The request: Return nothing but the lines from the line containing "Where can the water" through the last line of the records, reproduced exactly.

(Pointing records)
[START]

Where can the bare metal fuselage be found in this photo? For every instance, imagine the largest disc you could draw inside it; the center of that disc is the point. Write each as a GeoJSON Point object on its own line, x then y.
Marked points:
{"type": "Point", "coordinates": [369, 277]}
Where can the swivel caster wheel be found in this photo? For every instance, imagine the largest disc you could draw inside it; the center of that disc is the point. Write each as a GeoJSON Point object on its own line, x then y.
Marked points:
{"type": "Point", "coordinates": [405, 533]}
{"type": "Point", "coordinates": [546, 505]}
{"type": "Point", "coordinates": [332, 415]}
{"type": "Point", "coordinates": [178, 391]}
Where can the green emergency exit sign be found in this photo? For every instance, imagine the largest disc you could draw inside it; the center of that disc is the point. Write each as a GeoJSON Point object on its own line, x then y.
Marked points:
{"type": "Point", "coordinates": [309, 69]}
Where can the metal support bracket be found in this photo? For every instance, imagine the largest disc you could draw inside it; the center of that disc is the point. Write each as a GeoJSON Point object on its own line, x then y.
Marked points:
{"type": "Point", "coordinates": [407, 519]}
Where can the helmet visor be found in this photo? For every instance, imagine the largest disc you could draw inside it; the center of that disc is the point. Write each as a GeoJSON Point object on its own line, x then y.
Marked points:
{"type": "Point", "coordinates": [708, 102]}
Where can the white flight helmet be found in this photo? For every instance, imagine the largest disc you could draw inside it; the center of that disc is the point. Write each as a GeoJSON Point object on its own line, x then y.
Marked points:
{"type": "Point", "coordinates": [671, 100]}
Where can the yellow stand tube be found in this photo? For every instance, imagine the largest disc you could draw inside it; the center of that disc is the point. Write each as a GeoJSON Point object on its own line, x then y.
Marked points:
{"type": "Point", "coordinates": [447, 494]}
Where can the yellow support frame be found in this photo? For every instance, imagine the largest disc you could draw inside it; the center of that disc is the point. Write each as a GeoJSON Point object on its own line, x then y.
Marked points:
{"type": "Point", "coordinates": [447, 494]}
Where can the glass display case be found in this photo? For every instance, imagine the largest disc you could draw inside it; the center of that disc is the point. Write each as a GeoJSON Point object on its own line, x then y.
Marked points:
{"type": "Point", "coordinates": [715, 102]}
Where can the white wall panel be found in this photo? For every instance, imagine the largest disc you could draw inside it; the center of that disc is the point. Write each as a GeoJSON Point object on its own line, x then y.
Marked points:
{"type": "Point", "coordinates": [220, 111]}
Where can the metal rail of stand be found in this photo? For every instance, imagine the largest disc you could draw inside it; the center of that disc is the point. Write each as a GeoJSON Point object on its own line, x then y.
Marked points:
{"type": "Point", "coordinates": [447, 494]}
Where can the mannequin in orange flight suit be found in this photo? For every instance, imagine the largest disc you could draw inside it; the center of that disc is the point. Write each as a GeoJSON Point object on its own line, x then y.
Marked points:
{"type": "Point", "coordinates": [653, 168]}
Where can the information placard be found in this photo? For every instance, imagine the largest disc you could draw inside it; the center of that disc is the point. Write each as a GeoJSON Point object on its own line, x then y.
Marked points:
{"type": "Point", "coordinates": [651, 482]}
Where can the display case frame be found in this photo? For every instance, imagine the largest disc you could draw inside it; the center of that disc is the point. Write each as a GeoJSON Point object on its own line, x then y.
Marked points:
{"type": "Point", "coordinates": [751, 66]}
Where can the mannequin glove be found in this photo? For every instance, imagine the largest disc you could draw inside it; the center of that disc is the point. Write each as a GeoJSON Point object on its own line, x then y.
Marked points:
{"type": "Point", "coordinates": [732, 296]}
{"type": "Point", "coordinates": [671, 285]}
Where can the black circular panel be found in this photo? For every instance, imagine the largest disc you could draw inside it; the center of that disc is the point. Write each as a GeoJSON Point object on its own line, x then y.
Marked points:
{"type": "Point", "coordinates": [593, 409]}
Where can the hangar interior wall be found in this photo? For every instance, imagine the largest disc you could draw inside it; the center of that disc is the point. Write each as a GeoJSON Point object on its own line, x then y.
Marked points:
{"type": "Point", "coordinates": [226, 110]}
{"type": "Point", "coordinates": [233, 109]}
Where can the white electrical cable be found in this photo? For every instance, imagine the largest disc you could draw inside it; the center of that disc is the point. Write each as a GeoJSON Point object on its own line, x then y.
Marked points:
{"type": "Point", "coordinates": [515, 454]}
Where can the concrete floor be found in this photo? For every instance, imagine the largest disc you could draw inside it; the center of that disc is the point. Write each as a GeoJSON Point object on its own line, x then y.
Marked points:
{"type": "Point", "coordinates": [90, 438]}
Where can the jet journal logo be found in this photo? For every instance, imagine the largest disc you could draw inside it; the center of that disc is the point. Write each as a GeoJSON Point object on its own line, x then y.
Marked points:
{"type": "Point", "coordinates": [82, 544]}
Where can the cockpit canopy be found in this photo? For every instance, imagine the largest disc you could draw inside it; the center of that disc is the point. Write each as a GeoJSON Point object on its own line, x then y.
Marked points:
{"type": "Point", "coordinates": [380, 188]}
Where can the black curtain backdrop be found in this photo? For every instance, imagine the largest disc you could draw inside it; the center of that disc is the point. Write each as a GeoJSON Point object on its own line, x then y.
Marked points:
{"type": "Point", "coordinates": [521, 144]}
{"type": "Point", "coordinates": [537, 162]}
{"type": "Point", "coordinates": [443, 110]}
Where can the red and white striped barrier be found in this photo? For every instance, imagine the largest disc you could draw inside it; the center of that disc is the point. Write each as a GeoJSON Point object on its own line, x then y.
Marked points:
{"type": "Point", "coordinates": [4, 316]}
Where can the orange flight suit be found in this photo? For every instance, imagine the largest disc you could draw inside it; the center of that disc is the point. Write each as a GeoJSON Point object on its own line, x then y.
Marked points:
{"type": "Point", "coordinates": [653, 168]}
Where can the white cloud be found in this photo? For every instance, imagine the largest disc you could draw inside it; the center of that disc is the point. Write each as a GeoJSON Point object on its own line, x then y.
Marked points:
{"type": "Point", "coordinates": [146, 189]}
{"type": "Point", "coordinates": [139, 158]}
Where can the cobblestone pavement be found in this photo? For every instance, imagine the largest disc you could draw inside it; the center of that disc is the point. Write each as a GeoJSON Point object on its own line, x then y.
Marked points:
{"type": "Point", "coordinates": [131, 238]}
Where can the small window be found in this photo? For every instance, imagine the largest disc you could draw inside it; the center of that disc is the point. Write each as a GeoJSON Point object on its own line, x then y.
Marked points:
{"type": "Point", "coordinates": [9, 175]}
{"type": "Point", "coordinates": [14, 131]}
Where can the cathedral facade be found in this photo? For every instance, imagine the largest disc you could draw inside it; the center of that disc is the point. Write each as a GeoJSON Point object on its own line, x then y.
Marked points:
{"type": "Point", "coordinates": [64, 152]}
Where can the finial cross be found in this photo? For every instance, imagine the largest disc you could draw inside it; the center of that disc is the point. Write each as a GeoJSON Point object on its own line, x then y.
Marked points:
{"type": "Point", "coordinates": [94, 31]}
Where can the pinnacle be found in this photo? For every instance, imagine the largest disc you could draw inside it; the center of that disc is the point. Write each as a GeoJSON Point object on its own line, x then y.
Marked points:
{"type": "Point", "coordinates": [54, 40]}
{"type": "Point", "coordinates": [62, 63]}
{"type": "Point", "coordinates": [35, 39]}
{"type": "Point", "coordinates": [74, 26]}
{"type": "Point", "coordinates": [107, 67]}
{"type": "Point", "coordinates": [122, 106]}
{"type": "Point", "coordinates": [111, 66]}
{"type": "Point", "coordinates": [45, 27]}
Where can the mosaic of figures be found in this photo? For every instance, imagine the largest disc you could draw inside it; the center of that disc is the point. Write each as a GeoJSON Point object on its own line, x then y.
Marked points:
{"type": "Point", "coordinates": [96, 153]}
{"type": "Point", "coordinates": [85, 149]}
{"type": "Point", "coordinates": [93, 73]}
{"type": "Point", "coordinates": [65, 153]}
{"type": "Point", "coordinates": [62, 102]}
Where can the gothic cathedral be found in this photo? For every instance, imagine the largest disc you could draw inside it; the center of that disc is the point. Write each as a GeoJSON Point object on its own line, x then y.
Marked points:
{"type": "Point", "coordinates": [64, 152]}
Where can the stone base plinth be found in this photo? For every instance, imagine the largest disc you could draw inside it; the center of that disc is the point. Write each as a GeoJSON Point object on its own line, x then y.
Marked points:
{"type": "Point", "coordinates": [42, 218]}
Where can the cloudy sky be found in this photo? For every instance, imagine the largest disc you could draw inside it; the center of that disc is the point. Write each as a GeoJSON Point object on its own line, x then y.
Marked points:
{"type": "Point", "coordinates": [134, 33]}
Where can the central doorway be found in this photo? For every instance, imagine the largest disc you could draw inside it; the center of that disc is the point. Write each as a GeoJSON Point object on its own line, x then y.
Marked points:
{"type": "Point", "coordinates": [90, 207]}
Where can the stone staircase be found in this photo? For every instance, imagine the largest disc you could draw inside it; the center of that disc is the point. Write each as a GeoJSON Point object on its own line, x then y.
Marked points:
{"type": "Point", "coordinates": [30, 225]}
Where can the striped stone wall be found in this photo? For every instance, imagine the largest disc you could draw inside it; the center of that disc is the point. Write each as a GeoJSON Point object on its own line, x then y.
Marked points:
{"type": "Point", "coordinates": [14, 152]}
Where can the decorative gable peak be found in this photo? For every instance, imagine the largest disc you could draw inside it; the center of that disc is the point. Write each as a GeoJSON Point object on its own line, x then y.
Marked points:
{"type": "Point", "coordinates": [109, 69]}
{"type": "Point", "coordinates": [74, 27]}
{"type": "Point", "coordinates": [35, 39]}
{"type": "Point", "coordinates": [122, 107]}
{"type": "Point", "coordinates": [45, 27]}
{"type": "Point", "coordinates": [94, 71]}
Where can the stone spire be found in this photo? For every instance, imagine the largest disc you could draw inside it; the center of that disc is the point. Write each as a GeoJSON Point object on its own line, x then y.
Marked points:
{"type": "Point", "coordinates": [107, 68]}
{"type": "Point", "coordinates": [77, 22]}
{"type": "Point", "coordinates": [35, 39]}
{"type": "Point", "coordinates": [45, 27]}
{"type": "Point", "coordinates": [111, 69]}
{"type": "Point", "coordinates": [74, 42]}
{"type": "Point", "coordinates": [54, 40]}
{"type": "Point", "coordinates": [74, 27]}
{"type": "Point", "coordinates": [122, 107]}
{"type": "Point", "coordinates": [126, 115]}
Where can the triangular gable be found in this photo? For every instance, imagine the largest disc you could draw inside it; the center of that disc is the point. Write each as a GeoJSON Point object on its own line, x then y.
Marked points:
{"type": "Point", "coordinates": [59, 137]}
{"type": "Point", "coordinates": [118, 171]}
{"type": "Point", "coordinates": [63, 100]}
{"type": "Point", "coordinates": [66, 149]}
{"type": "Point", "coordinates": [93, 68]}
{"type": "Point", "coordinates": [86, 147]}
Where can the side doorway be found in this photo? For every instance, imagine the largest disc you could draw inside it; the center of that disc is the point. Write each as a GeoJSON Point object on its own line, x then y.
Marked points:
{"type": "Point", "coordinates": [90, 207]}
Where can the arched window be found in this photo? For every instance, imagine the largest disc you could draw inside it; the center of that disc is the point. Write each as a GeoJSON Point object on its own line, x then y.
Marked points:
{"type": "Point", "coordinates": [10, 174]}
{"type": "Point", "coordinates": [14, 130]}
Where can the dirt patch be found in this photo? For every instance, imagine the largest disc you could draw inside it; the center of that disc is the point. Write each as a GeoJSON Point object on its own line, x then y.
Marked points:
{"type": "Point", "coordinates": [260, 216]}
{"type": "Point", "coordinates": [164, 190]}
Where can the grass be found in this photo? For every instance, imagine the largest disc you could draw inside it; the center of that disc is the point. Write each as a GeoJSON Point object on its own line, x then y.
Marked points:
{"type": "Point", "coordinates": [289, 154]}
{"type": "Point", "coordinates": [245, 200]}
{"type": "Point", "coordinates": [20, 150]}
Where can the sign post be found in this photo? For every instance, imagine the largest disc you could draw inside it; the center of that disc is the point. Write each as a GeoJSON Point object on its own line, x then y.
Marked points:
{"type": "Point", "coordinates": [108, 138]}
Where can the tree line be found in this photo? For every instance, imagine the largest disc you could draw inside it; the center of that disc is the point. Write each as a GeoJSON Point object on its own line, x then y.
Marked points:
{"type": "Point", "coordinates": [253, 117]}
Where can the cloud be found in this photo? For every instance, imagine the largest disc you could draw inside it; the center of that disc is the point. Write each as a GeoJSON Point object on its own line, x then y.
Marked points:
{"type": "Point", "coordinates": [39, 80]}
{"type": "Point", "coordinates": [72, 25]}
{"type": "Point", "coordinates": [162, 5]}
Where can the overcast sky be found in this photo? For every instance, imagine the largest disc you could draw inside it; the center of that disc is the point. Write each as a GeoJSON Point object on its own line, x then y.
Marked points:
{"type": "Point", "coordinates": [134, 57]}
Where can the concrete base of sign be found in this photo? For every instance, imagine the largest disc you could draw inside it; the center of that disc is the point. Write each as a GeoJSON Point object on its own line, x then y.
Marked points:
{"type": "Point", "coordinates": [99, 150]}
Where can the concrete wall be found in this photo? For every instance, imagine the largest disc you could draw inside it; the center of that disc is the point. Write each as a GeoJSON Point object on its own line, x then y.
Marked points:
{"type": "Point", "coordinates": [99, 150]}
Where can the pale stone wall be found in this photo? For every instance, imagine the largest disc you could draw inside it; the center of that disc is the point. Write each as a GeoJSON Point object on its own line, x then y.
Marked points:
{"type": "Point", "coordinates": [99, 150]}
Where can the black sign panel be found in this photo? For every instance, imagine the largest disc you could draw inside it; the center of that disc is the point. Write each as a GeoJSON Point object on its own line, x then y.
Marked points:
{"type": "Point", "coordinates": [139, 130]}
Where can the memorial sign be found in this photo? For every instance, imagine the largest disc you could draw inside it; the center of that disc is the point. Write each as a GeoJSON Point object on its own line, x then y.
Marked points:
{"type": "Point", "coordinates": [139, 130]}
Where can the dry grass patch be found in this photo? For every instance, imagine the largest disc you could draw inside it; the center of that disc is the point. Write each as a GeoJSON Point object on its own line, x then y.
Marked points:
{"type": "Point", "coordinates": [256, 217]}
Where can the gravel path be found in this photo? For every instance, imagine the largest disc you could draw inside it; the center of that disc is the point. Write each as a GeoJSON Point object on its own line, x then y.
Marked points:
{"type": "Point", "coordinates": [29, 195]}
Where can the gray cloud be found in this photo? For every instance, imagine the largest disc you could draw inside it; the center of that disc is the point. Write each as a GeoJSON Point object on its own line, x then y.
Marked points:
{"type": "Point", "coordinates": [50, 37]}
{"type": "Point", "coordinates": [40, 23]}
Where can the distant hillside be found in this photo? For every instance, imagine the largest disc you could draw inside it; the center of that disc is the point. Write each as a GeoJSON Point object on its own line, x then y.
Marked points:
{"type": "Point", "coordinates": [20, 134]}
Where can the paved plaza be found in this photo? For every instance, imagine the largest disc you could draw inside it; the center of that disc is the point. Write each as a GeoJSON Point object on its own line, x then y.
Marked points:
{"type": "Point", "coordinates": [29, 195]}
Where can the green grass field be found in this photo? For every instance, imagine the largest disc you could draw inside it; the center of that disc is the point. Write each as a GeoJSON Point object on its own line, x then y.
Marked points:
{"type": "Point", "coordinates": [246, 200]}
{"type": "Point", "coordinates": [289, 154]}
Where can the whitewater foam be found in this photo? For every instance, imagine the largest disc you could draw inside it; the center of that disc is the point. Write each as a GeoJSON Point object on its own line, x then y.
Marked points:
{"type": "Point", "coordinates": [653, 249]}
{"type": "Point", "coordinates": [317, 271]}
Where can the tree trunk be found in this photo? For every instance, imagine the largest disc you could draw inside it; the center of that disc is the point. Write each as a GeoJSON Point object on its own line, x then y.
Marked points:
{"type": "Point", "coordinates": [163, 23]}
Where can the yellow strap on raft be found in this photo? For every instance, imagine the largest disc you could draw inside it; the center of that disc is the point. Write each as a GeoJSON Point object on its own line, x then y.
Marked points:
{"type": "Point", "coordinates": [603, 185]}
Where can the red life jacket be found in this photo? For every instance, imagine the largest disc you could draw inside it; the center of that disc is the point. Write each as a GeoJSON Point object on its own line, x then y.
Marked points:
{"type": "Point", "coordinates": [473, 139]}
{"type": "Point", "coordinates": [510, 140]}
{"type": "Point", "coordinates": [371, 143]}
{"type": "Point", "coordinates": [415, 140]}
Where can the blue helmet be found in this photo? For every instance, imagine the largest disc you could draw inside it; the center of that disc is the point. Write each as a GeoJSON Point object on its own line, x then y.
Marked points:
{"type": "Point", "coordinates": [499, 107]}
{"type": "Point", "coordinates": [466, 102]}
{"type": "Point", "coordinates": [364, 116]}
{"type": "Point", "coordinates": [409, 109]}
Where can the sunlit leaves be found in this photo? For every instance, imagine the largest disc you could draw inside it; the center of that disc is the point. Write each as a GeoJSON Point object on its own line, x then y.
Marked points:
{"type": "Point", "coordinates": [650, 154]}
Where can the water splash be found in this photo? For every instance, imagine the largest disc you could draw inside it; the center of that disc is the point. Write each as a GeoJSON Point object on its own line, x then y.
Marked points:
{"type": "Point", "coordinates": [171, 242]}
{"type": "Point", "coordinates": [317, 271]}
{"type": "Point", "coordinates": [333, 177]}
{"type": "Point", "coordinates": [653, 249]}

[END]

Response:
Where can the water splash be found in this photo? For every instance, imagine the largest disc you could draw inside it; the center of that disc is the point. Write each as a GeoJSON Point object on its own line, x then y.
Marked points:
{"type": "Point", "coordinates": [171, 242]}
{"type": "Point", "coordinates": [317, 271]}
{"type": "Point", "coordinates": [333, 177]}
{"type": "Point", "coordinates": [653, 249]}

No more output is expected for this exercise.